**AIM OF THE TASK**
Below is a set of records; print all of them exactly as written.

[Source records]
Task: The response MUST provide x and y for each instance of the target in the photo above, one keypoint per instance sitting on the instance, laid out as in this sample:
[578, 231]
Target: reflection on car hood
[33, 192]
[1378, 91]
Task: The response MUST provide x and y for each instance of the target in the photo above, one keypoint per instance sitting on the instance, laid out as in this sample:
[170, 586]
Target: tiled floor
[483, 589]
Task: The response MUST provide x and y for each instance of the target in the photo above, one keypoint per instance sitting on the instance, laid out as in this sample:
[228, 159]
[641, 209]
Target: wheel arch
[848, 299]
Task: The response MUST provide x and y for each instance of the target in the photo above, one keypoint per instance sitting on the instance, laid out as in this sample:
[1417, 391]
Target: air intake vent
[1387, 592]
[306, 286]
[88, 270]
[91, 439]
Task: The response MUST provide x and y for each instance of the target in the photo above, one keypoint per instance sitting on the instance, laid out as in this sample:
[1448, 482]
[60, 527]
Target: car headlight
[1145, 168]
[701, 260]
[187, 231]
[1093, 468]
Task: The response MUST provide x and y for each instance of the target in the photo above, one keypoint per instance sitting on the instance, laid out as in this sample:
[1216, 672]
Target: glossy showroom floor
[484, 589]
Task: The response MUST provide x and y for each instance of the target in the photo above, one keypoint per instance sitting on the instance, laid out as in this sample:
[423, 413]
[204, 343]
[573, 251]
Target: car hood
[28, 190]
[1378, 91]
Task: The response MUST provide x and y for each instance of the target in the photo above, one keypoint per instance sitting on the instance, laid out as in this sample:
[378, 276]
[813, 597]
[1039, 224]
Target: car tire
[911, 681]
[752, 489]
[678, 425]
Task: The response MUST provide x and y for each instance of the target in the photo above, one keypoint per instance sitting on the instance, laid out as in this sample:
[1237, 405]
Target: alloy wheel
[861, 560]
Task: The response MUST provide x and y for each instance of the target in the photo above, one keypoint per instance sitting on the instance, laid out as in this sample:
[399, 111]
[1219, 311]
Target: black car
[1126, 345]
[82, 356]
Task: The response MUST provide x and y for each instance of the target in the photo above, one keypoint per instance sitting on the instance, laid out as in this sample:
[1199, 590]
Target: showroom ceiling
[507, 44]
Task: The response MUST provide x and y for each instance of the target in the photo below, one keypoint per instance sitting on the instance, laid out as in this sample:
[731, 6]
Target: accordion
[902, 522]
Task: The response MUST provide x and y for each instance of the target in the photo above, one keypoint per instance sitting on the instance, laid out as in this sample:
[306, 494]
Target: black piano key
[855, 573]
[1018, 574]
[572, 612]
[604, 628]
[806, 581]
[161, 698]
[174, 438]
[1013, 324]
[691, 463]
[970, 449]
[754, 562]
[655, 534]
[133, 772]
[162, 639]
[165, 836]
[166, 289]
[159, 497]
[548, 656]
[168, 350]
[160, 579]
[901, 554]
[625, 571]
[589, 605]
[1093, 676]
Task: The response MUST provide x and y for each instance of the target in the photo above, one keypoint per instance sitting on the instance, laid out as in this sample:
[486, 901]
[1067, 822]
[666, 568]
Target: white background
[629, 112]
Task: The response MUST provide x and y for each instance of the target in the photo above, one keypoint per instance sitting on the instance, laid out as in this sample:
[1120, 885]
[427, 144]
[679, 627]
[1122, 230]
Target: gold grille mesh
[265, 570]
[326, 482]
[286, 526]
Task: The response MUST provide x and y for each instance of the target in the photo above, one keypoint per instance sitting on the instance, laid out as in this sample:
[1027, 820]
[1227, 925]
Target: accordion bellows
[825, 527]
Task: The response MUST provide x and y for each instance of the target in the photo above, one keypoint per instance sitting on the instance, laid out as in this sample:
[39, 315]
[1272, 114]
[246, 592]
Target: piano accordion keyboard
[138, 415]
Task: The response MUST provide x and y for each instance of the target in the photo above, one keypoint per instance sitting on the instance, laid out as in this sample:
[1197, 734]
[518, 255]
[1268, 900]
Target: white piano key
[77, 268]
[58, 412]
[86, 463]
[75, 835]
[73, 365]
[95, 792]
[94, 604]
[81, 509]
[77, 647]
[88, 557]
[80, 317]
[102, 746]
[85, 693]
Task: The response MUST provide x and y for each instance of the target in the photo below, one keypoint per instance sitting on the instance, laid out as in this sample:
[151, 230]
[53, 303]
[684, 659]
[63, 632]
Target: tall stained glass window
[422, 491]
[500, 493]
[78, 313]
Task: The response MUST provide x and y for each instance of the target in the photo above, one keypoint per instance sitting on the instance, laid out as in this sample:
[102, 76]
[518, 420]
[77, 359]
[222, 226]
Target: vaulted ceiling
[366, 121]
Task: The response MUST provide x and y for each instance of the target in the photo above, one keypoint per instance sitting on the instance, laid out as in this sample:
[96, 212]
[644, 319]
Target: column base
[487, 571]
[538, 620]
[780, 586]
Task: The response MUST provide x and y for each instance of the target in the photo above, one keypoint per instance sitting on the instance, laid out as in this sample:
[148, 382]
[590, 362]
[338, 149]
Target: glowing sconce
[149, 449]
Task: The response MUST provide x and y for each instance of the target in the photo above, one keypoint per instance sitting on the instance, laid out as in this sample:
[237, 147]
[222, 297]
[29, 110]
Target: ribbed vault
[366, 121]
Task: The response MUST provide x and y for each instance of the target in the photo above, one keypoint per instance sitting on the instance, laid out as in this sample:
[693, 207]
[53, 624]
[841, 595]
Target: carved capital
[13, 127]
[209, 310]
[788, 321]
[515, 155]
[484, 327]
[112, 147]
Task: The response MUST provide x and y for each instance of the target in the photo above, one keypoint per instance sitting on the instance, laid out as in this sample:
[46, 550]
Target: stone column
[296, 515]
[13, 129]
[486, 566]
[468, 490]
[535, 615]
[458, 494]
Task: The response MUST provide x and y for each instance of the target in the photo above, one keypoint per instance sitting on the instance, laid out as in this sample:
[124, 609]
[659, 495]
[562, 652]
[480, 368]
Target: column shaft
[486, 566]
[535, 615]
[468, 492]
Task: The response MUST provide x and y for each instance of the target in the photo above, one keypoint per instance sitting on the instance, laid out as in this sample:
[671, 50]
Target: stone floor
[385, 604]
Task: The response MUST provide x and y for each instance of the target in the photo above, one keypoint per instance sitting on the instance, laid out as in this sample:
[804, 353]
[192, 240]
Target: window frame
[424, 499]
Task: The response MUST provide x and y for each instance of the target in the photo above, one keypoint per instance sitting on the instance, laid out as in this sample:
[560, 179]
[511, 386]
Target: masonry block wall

**THE COMPLETED TASK**
Task: The response MUST provide x and y for each instance of the target in the photo above, one keypoint per instance sitting on the instance, laid out as in this sample:
[578, 231]
Target: reflection on car hood
[33, 192]
[1378, 91]
Task: The response MUST provide x and y for each instance of the target in the photo above, one keypoint per instance sitting on the instance, laid out as in this sample:
[170, 586]
Target: tiled floor
[483, 589]
Task: The response MUST provide x and y for each instance of the target in the photo above, one keypoint per instance sitting on the instance, laid out as in this sample:
[228, 159]
[641, 209]
Target: wheel arch
[848, 299]
Task: The response MUST provide x and y for each instance of the target in the photo above, one keypoint per instance sitting on the instance, laid out as in this sample:
[1417, 391]
Target: air intake vent
[1387, 592]
[306, 286]
[88, 270]
[91, 439]
Task: The response MUST provide x and y for each instance of the target in the photo above, one keypoint per instance sitting on the instance, laid out as in this sample:
[1448, 482]
[60, 527]
Target: car headlight
[1145, 168]
[701, 260]
[187, 231]
[1093, 468]
Task: The response MUST provide x and y for each instance of the target in the photo above, one keypoint per instance sitting on the instance, laid out as in this sample:
[1216, 672]
Target: glossy showroom floor
[484, 589]
Task: The response MUST provide x and y for each instance of the target in the photo above, one keypoint per instance sitting on the instance, laid out as in this sample:
[423, 413]
[204, 343]
[573, 251]
Target: car hood
[28, 190]
[1378, 91]
Task: The response MUST provide x and y for each instance of the target in the photo above, one keypoint per instance sitting on the instance, laid out as in this sample:
[378, 276]
[813, 597]
[1039, 224]
Target: car tire
[911, 681]
[752, 489]
[678, 425]
Task: The response MUST provide x and y for each instance of the target in the photo above, one keypoint per instance sitting on the instance, laid out as in this sample:
[1237, 405]
Target: alloy wheel
[861, 560]
Task: The response MUST provide x and y for each instance of the target in the photo above, one keypoint per instance sitting on the instance, laid out as in this sample:
[399, 111]
[1219, 311]
Target: black car
[1126, 345]
[82, 356]
Task: The response MUST provide x and y for each instance of the target in the photo above, one keypoint per instance sitting on the instance, laid out as in this sample:
[1199, 590]
Target: showroom ceiling
[507, 44]
Task: The response MUST provide x and y for each instance of the target in the photo below, one keypoint per instance sitting on the instance, laid out as in this sample:
[731, 6]
Target: accordion
[902, 522]
Task: The response MUST provide x and y for each instance of the target in the photo above, one keypoint per instance sitting on the instance, laid out as in this sample:
[306, 494]
Target: black piano key
[855, 573]
[1018, 574]
[572, 612]
[604, 628]
[806, 581]
[161, 698]
[174, 438]
[1013, 324]
[691, 463]
[970, 449]
[754, 562]
[655, 534]
[133, 772]
[162, 639]
[165, 836]
[166, 289]
[159, 497]
[548, 656]
[168, 350]
[160, 579]
[901, 554]
[625, 571]
[589, 605]
[1093, 676]
Task: The response MUST provide x and y for each instance of the target in the photo above, one keypoint per instance sitting on the instance, laid out as in this sample:
[486, 901]
[1067, 822]
[666, 568]
Target: white background
[629, 112]
Task: The response MUST provide x and y for each instance of the target in the photo above, one keypoint per instance sitting on the instance, laid out as in this sample:
[1120, 885]
[427, 144]
[679, 627]
[1122, 230]
Target: gold grille mesh
[265, 570]
[326, 482]
[286, 526]
Task: The response MUST provide x and y for each instance of the target in the photo above, one keypoint per instance sitting on the instance, laid out as in this sample:
[1027, 820]
[1227, 925]
Target: accordion bellows
[825, 527]
Task: The response MUST provide x and y for each instance of the target in the photo above, one keypoint per instance sitting on the instance, laid out as in this sample:
[39, 315]
[1272, 114]
[246, 592]
Target: piano accordion keyboard
[138, 415]
Task: The response MUST provide x and y for each instance of the target in the photo above, one keypoint per instance sitting on the instance, laid out as in this sample:
[1197, 734]
[518, 255]
[1268, 900]
Target: white piano key
[77, 268]
[58, 412]
[86, 463]
[75, 835]
[73, 365]
[95, 792]
[94, 604]
[81, 509]
[77, 647]
[88, 557]
[80, 317]
[102, 746]
[85, 693]
Task: The response MUST provide x and y for each instance of the target in the photo below, one keypoint per instance sitting on the instance, laid out as in this sample:
[151, 230]
[53, 303]
[684, 659]
[63, 632]
Target: tall stained glass window
[422, 491]
[500, 493]
[78, 313]
Task: The response MUST provide x and y for each instance of the target in the photo above, one keypoint per instance sitting on the instance, laid out as in this sample:
[102, 76]
[518, 420]
[77, 359]
[222, 226]
Target: vaulted ceiling
[366, 121]
Task: The response MUST provide x and y for each instance of the target in the photo above, one keypoint per instance sitting on the instance, laid out as in this sample:
[96, 212]
[644, 319]
Target: column base
[487, 571]
[538, 620]
[780, 586]
Task: The response MUST provide x and y for each instance of the target in the photo above, one keypoint per instance sitting on the instance, laid out as in this sample:
[148, 382]
[590, 362]
[338, 149]
Target: glowing sconce
[149, 449]
Task: The response MUST provide x and y for each instance of the target in the photo above, one keypoint per instance sitting on the instance, laid out as in this sample:
[237, 147]
[222, 297]
[29, 110]
Target: ribbed vault
[366, 121]
Task: The response MUST provide x and y for each instance of the target in the photo above, one keypoint per instance sitting on the instance, laid out as in this sample:
[693, 207]
[53, 624]
[841, 595]
Target: carved capital
[13, 127]
[209, 310]
[788, 321]
[515, 155]
[484, 327]
[112, 147]
Task: The response MUST provide x and y for each instance of the target in the photo above, one keypoint per instance sitting on the instance, laid out as in this sample:
[46, 550]
Target: stone column
[296, 515]
[13, 129]
[486, 566]
[468, 490]
[535, 615]
[458, 494]
Task: The response MUST provide x and y for each instance of the target in the photo above, one keypoint per instance sitting on the instance, laid out as in this sample:
[124, 609]
[659, 495]
[562, 652]
[480, 368]
Target: column shaft
[486, 566]
[535, 615]
[468, 492]
Task: The response MUST provide x and y for each instance of the target in the photo above, one keypoint per instance sitting on the instance, laid out as in this sample:
[671, 50]
Target: stone floor
[385, 604]
Task: The response MUST provide x and y for each instance of the target in the photo above, one keypoint per instance sitting on the instance, laid out as in this sample:
[804, 353]
[192, 240]
Target: window frame
[424, 499]
Task: The response MUST provide x and y for each instance of the target in the photo above, one keypoint per instance sitting on the instance, laid out as in this sample:
[560, 179]
[511, 386]
Target: masonry block wall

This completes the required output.